• Try it: Would you please output the lines from the one holding "Target: wooden stick" to the end of the entries, exactly and with no others?

Available records Block Start

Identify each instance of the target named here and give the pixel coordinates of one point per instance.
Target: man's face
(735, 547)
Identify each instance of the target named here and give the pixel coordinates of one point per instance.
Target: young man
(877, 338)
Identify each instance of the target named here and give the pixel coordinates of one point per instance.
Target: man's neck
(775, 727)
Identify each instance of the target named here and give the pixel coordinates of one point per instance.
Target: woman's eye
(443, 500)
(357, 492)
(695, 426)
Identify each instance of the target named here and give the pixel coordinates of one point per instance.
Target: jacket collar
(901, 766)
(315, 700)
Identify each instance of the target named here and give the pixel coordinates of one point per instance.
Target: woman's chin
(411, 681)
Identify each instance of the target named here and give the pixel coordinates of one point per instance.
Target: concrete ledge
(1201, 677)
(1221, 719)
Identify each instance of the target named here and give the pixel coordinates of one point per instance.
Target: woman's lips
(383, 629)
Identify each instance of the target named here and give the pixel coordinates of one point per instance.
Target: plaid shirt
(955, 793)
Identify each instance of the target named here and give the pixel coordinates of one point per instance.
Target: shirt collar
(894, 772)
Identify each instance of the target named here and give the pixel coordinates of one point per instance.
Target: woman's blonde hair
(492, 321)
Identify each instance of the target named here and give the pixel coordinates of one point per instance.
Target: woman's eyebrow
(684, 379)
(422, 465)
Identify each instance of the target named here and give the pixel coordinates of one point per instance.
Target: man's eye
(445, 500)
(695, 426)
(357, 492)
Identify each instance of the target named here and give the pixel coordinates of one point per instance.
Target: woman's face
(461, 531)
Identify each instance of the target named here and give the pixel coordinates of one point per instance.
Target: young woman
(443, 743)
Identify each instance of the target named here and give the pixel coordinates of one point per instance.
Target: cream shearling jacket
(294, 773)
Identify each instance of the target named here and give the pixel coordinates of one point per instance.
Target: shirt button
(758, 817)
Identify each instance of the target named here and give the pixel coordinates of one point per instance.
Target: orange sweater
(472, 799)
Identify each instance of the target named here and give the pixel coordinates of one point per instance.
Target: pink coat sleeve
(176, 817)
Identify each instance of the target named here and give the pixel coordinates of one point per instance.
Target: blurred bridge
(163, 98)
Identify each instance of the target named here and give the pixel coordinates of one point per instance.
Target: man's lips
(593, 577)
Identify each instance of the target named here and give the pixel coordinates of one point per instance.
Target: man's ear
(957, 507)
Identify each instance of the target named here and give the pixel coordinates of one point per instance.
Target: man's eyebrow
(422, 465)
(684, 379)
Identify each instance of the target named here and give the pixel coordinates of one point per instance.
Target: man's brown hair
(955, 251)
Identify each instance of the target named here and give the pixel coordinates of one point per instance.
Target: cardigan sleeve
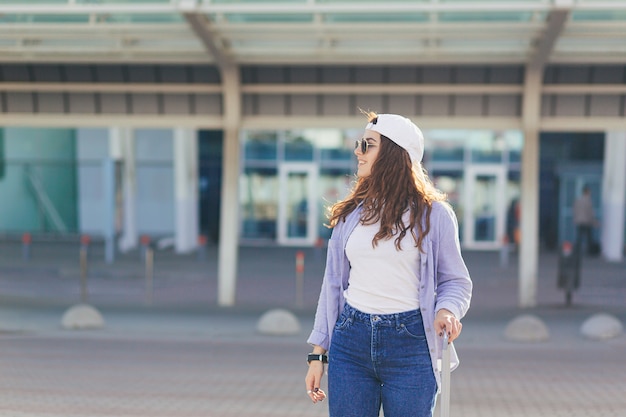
(453, 282)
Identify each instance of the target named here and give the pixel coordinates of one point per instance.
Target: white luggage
(444, 401)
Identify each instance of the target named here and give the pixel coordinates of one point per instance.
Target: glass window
(445, 145)
(514, 145)
(261, 146)
(298, 148)
(259, 203)
(486, 146)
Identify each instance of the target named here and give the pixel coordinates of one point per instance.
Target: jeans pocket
(343, 322)
(414, 330)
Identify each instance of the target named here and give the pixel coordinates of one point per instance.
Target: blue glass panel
(261, 149)
(298, 150)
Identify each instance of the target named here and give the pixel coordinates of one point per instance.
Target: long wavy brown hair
(392, 187)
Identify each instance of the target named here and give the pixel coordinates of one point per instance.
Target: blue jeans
(380, 360)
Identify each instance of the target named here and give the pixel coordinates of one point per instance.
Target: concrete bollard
(601, 326)
(527, 328)
(278, 322)
(82, 317)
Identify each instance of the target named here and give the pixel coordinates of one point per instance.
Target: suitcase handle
(445, 376)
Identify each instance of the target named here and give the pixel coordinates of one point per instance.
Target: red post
(299, 279)
(85, 240)
(144, 240)
(27, 240)
(201, 251)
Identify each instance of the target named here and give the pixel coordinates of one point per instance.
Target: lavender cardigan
(444, 283)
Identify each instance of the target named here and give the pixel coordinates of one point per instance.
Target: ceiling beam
(556, 22)
(200, 26)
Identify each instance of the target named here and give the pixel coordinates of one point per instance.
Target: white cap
(403, 132)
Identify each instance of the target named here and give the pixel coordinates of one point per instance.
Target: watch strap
(317, 357)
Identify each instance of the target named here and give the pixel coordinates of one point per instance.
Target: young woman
(395, 280)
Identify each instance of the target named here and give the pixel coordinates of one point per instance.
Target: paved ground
(185, 356)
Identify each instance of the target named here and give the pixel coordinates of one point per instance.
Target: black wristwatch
(317, 357)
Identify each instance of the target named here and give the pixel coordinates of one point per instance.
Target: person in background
(395, 280)
(585, 220)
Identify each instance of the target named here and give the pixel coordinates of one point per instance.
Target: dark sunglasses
(362, 144)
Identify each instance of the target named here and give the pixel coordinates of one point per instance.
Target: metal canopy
(281, 32)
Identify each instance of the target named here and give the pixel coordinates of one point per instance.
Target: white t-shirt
(383, 280)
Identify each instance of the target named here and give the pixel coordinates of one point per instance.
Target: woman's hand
(446, 321)
(313, 380)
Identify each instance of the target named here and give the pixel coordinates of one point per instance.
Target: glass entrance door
(485, 206)
(297, 207)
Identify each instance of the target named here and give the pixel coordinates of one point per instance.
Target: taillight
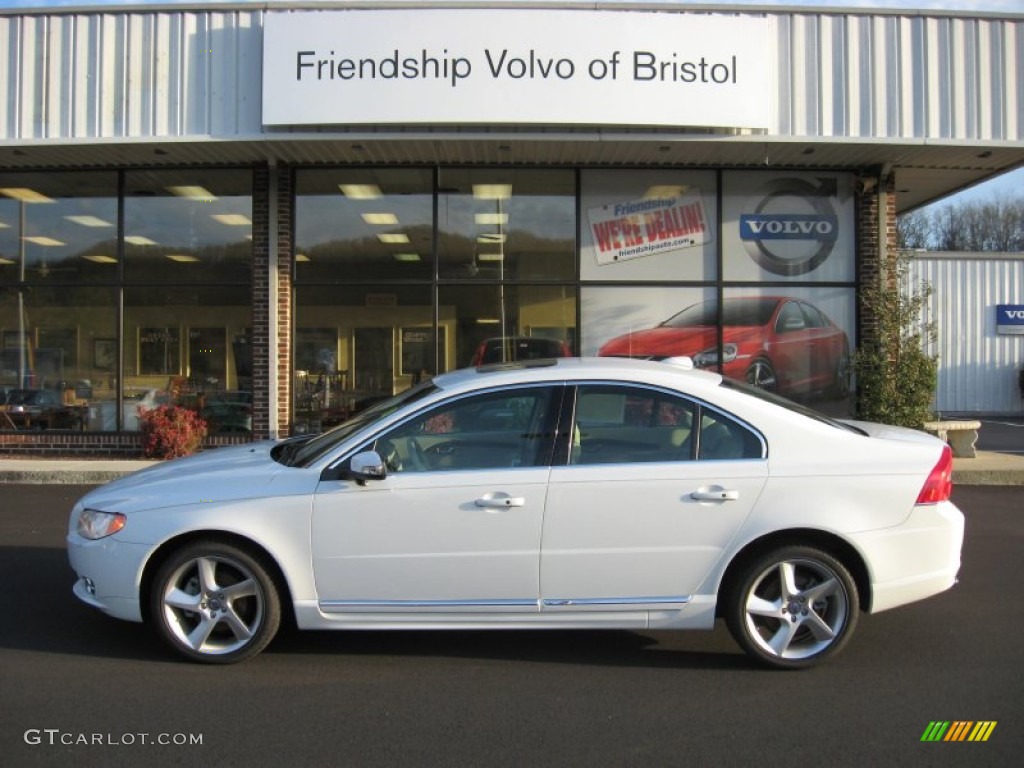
(940, 482)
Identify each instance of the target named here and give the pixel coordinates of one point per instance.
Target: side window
(724, 438)
(790, 318)
(623, 424)
(497, 430)
(814, 316)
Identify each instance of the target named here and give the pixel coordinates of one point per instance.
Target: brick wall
(875, 244)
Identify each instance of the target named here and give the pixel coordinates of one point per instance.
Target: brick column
(284, 308)
(260, 299)
(877, 243)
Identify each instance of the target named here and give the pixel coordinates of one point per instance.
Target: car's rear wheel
(215, 602)
(793, 607)
(762, 375)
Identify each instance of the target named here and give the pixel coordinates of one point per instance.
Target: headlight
(709, 357)
(95, 524)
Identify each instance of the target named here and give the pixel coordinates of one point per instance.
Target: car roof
(577, 369)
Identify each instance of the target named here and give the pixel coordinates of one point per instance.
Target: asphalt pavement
(81, 688)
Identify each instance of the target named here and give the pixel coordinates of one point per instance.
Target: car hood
(660, 341)
(212, 476)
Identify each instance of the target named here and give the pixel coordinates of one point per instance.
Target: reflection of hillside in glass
(97, 263)
(525, 256)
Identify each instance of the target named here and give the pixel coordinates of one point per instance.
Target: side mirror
(368, 466)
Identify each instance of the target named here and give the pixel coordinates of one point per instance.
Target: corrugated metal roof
(978, 368)
(938, 98)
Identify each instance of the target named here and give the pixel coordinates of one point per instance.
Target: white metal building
(979, 367)
(183, 188)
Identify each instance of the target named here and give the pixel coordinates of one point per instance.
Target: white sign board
(515, 67)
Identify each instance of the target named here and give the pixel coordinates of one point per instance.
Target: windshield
(302, 454)
(738, 311)
(788, 404)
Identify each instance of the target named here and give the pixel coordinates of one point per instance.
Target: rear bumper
(916, 559)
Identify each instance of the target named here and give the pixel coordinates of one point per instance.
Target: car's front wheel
(215, 602)
(793, 607)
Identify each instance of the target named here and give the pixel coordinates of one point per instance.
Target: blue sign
(1010, 318)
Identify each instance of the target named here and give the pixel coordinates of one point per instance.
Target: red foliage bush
(171, 431)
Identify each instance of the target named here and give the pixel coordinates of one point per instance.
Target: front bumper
(110, 572)
(916, 559)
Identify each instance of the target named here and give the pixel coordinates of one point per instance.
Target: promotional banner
(648, 225)
(643, 227)
(505, 66)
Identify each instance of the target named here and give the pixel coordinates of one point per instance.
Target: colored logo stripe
(958, 730)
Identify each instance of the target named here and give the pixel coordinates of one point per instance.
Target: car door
(455, 526)
(793, 348)
(653, 488)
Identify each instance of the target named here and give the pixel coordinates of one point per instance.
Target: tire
(215, 602)
(762, 375)
(793, 607)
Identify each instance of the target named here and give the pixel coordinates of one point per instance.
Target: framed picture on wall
(417, 350)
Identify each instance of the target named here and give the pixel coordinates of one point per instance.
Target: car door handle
(717, 495)
(500, 501)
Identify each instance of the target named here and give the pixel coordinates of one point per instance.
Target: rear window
(788, 404)
(510, 350)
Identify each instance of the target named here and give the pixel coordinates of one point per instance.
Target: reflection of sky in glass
(323, 218)
(48, 222)
(185, 223)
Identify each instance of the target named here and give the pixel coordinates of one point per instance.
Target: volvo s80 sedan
(568, 494)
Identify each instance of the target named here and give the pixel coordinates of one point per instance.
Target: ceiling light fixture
(381, 219)
(25, 195)
(196, 193)
(231, 219)
(360, 192)
(492, 192)
(492, 219)
(89, 220)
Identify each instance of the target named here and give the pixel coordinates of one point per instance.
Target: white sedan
(602, 494)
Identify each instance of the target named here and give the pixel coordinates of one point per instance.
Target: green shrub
(896, 373)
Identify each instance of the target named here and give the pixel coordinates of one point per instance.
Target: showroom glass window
(402, 273)
(364, 307)
(178, 260)
(58, 266)
(187, 308)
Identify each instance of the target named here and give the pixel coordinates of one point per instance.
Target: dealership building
(280, 212)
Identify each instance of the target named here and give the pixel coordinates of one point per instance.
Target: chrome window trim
(337, 606)
(561, 602)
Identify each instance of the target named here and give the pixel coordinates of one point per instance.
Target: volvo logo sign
(791, 227)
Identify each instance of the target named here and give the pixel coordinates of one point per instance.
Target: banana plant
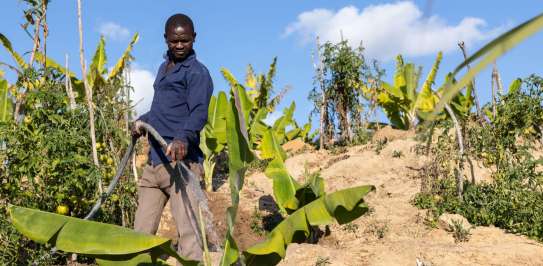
(109, 244)
(259, 87)
(401, 101)
(487, 55)
(6, 105)
(97, 74)
(342, 206)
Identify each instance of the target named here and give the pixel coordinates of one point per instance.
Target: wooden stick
(476, 99)
(69, 89)
(88, 94)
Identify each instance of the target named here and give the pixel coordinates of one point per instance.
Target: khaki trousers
(158, 184)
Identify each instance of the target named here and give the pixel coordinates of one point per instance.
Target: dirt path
(393, 233)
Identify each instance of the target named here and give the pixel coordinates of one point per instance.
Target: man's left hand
(177, 150)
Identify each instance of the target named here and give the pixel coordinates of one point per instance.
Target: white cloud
(142, 80)
(386, 30)
(272, 117)
(114, 31)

Available records Block End

• Worked solution:
Target: wooden stick
(476, 99)
(69, 89)
(88, 94)
Identify each instance of the target named here and give the pixel coordinates of one point per instance.
Target: khaki trousers
(158, 184)
Identify each instance of the target named here and give the pixel coordinates of one point per instance.
Target: dirt path
(393, 233)
Identify each instance of the target named here and give the pixel coordinates of one point per instance.
Target: man's left hand
(177, 150)
Identify each instance of the target named here and give the pixel coordinates of one point per instance.
Target: white cloud
(142, 80)
(386, 30)
(272, 117)
(114, 31)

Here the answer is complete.